Task instructions:
List each finding in the bulleted list that follows "heard that:" in the article on the body image inquiry.

==== Text passage ====

More than half the British public suffers from a negative body image, an inquiry by MPs has heard.
The problem is so acute that girls as young as five now worry about their size and appearance, with children in danger of picking up their parents’ body-related anxieties, their report said.
Cosmetic surgery rates have increased by nearly 20% since 2008 and the rise was said to be fuelled by advertising and “irresponsible” marketing ploys, the cross-party group of MPs was told.
According to Reflections on Body Image, co-authored by the MPs and health and education charity Central YMCA, negative body image was seen as an underlying cause of health and relationship problems, a key contributor to low self-esteem and a major barrier to participation in school and progression at work.
Appearance is also the greatest cause of bullying in schools, evidence suggested.
The report, published by the All Party Parliamentary Group (APPG) on Body Image after a three-month public inquiry, identified a growing amount of evidence that body image dissatisfaction was on the increase, with the issue seen to be one affecting all of society regardless of age, ethnicity, gender, sexuality, disability, body size or shape.
Children and adolescents were seen to be more vulnerable to body image concerns however.
Around half of girls and up to one third of boys have dieted to lose weight and children and young people with body image dissatisfaction were less likely to engage in learning and participation in school, the report said.
Parents were identified as one of the main influences on children but by secondary school age, the peer group was seen to become a more important influence.
The inquiry heard that health issues attributed to excess body weight may be overstated meanwhile because body mass index, the measure commonly used, was seen to be an inaccurate way of classifying all individuals and their health risks.
And although being overweight or obese was associated with a range of health conditions, the inquiry received evidence challenging the notion that weight always entailed poor health.
The diet industry acknowledged the public had “unrealistic expectations” about weight loss, while critics argued there was no evidence diets work in the long term.
The inquiry, which took evidence from academics, the public, industry, charities and other experts, heard that:
:: Getting rid of dieting could wipe out 70% of eating disorders;
:: More than 95% of dieters regain the weight they lost;
:: 1.6 million people in the UK suffer eating disorders;
:: Up to one in five cosmetic surgery patients could suffer from body dysmorphic disorder;
:: One in three men would sacrifice a year of life to achieve their ideal body;
:: One in five people have been victimised because of their weight;
The report made a series of recommendations targeted at policy-makers, healthcare professionals, industry and the education sector designed to change public perceptions, attitudes and behavioural patterns.
These include compulsory body image and self-esteem lessons for primary and secondary schools, getting advertisers to commit to running campaigns that reflect consumer desire for “authenticity and diversity”, and reframing public health messages in “weight-neutral” language.
It also called for a review of broadcast and editorial codes on reporting body-related issues, a review of the evidence base to support the long term efficacy and safety of diets and a separate code of regulations governing cosmetic surgery advertising.
Patients should be screened before undergoing cosmetic surgery and a review should be carried out into whether the Equality Act ought to be amended to include appearance-related discrimination, the recommendations said.
Central YMCA will launch a campaign on the issues in the autumn after consulting the public beforehand.
APPG chairwoman Jo Swinson MP said: “Body image dissatisfaction in the UK has reached an all-time high and the pressure to conform to an unattainable body ideal is wreaking havoc on the self-esteem of many people.”
Central YMCA chief executive Rosi Prescott branded the report’s findings shocking.
“It’s clear that there’s something seriously wrong in society when children as a young as five are worrying about their appearance, based on the messages they are seeing all around them,” she said.
“Body image has become more important in our culture than health, and children are mimicking their parents’ concerns about appearance.
“We all have a responsibility to act now to bring about the attitudinal and behavioural change that’s necessary to prevent damage to future generations.”
The British Association of Aesthetic Plastic Surgeons agreed a separate code of regulations should be drawn up governing cosmetic surgery advertising and called for an outright ban on adverts of this type in public places like billboards and public transport.
BAAPS also announced it was funding long-term research into psychological assessment of patients.
:: The finding that more than half of people have a negative body image comes from a study by the Centre for Appearance Research at the University of the West of England, to be published in full later this year.

==== Records shown ====

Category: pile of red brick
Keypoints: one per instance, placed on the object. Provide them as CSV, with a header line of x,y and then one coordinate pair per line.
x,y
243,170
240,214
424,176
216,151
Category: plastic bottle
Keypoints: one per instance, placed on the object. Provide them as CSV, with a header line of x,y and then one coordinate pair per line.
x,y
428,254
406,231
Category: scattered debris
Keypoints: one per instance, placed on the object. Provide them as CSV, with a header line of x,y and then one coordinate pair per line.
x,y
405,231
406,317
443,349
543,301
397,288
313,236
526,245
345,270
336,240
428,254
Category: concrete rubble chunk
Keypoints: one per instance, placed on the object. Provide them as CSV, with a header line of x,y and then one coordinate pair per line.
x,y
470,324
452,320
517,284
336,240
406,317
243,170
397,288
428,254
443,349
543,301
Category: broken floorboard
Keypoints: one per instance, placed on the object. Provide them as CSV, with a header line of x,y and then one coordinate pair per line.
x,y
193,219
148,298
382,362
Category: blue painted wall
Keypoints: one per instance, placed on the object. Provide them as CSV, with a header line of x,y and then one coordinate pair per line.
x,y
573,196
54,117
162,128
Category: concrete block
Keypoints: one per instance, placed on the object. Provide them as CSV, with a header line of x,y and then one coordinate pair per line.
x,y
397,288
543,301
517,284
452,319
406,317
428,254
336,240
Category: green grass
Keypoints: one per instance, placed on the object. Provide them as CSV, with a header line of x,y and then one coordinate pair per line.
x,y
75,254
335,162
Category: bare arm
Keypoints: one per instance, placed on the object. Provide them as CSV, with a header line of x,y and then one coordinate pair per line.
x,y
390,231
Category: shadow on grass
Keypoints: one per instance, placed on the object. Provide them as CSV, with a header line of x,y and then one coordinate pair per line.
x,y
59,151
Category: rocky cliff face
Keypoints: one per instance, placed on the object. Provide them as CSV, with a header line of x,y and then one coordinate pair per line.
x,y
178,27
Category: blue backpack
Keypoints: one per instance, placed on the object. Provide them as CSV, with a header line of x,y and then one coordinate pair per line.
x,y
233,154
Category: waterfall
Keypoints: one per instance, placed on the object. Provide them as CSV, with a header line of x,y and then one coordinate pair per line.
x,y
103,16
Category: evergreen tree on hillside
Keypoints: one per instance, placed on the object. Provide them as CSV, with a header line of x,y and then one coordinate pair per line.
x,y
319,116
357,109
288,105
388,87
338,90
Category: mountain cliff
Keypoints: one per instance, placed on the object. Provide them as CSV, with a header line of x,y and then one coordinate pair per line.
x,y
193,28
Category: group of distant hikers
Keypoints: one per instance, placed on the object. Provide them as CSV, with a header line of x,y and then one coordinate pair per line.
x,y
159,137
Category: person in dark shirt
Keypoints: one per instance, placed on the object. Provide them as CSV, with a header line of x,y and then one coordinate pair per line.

====

Task output:
- Getting rid of dieting could wipe out 70% of eating disorders.
- More than 95% of dieters regain the weight they lost.
- 1.6 million people in the UK suffer eating disorders.
- Up to one in five cosmetic surgery patients could suffer from body dysmorphic disorder.
- One in three men would sacrifice a year of life to achieve their ideal body.
- One in five people have been victimised because of their weight.